§ Activity list:
- 1) Reproduce verbatim the stretch of the passage on laser-activated gold nanoparticles from "The researchers employed" through "their anticancer potential.".
- 2) In the passage on laser-activated gold nanoparticles, which two drugs did the gold nanoshells deliver inside breast cancer cells?
- 3) Extend the passage on laser-activated gold nanoparticles for cancer treatment, beginning immediately after its final sentence.

§ Document segment:
★ ★ ★ ★ ★

Researchers have developed a method for delivering cancer-killing drugs inside tumors with gold nanoparticles they can activate remotely using a laser.
The researchers employed gold nanoshells to deliver toxic doses of two drugs—lapatinib and docetaxel—inside breast cancer cells, showing they could use a laser to remotely trigger the particles to release the drugs after they entered the cells.
Though researchers conducted the tests with cell cultures in a lab, they designed the research to demonstrate clinical applicability: The nanoparticles are nontoxic, the drugs are widely used, and the low-power, infrared laser can noninvasively shine through tissue and reach tumors several inches below the skin.
“In future studies, we plan to use a Trojan-horse strategy to get the drug-laden nanoshells inside tumors,” says Naomi Halas, an engineer, chemist, and physicist at Rice University who invented gold nanoshells and has spent more than 15 years researching their anticancer potential.
“Macrophages, a type of white blood cell that’s been shown to penetrate tumors, will carry the drug-particle complexes into tumors, and once there we use a laser to release the drugs.”

★ ★ ★ ★ ★

§ Recorded data:
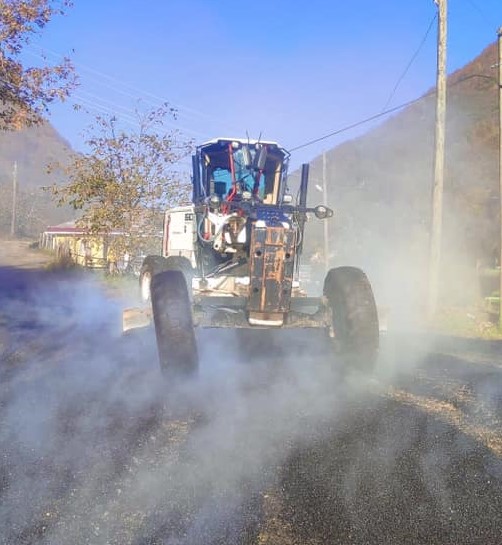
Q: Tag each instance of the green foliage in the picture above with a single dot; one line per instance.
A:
(26, 91)
(125, 182)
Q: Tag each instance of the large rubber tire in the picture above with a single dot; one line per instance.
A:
(172, 316)
(354, 316)
(152, 265)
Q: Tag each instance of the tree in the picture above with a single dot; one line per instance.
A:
(27, 92)
(126, 181)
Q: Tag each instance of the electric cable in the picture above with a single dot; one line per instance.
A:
(410, 63)
(386, 112)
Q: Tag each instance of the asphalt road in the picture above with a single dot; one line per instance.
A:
(272, 444)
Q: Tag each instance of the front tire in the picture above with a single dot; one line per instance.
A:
(354, 316)
(174, 329)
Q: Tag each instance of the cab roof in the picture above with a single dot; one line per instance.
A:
(221, 141)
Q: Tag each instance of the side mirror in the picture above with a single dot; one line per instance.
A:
(322, 212)
(260, 158)
(246, 157)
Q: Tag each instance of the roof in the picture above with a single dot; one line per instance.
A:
(70, 228)
(242, 141)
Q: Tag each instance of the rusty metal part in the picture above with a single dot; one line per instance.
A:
(271, 269)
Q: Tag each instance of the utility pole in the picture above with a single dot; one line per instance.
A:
(439, 153)
(500, 169)
(14, 200)
(325, 202)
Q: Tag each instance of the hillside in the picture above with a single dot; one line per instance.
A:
(32, 149)
(380, 185)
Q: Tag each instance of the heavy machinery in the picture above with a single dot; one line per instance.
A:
(232, 259)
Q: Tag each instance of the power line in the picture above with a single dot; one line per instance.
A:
(386, 112)
(410, 62)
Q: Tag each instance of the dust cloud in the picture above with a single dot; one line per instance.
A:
(98, 449)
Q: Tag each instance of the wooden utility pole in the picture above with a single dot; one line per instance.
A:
(439, 153)
(500, 169)
(14, 200)
(325, 202)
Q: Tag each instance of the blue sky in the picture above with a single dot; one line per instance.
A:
(291, 71)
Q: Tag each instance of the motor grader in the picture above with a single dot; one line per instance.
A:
(232, 259)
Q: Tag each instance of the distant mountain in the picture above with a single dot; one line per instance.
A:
(31, 150)
(380, 186)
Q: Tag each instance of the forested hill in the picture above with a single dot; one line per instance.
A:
(380, 186)
(32, 150)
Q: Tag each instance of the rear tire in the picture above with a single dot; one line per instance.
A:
(172, 316)
(354, 316)
(152, 265)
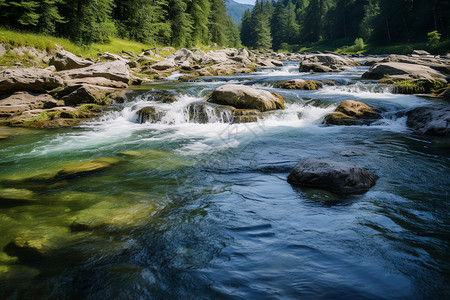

★ ★ ★ ★ ★

§ Exercise responses:
- 1)
The researchers employed gold nanoshells to deliver toxic doses of two drugs—lapatinib and docetaxel—inside breast cancer cells, showing they could use a laser to remotely trigger the particles to release the drugs after they entered the cells.
Though researchers conducted the tests with cell cultures in a lab, they designed the research to demonstrate clinical applicability: The nanoparticles are nontoxic, the drugs are widely used, and the low-power, infrared laser can noninvasively shine through tissue and reach tumors several inches below the skin.
“In future studies, we plan to use a Trojan-horse strategy to get the drug-laden nanoshells inside tumors,” says Naomi Halas, an engineer, chemist, and physicist at Rice University who invented gold nanoshells and has spent more than 15 years researching their anticancer potential.

- 2) Lapatinib and docetaxel.

- 3)
Taking on tumors
Coauthor Susan Clare, a research associate professor of surgery at the Feinberg School of Medicine at Northwestern University, says the study was designed to demonstrate the feasibility of the Trojan-horse approach. In addition to demonstrating that drugs could be released inside cancer cells, the study also showed that, in macrophages, the drugs did not detach prior to triggering.
“Getting chemotherapeutic drugs to penetrate tumors is very challenging,” says Clare, also a breast cancer surgeon. “Drugs tend to get pushed out of tumors rather than drawn in. To get an effective dose at the tumor, patients often have to take so much of the drug that nausea and other side effects become severe.
“Our hope is that the combination of macrophages and triggered drug-release will boost the effective dose of drugs within tumors so that patients can take less rather than more,” she says.
If the approach works, Clare says, it could result in fewer side effects and potentially treat many kinds of cancer. For example, one of the drugs in the study, lapatinib, is part of a broad class of chemotherapies called tyrosine kinase inhibitors that target specific proteins linked to different types of cancer.
Other Federal Drug Administration-approved drugs in the class include imatinib (leukemia), gefitinib (breast, lung), erlotinib (lung, pancreatic), sunitinib (stomach, kidney), and sorafenib (liver, thyroid, and kidney).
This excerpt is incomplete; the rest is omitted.